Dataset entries

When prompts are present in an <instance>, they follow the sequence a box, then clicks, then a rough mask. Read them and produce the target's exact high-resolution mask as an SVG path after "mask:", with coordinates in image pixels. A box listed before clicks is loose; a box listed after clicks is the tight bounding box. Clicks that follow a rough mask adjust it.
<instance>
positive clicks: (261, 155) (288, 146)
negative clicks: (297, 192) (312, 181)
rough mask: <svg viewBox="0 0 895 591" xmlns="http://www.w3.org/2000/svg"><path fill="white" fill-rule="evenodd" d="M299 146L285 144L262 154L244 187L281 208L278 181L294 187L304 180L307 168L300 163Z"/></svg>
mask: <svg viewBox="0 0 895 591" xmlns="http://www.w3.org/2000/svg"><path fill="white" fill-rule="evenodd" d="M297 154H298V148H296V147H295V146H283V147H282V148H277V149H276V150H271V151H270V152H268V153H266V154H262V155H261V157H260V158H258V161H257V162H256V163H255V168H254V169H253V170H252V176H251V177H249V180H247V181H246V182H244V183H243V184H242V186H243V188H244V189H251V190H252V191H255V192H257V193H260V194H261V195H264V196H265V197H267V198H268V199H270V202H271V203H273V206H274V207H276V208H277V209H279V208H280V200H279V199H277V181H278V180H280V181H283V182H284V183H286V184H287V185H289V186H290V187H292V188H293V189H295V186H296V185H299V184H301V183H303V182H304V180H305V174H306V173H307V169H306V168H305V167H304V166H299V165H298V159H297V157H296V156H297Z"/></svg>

== WHAT YOU WILL DO ==
Output, please, only the lines running from the start of the entries through the line that contains "negative clicks: (297, 192) (312, 181)", including both of those lines.

== SOLUTION TO THIS TASK ==
When prompts are present in an <instance>, they follow the sequence a box, then clicks, then a rough mask. Read them and produce the target's exact high-resolution mask as an SVG path after "mask:", with coordinates in image pixels. A box listed before clicks is loose; a box listed after clicks is the tight bounding box. Clicks that follow a rough mask adjust it.
<instance>
positive clicks: (261, 155) (288, 146)
negative clicks: (297, 192) (312, 181)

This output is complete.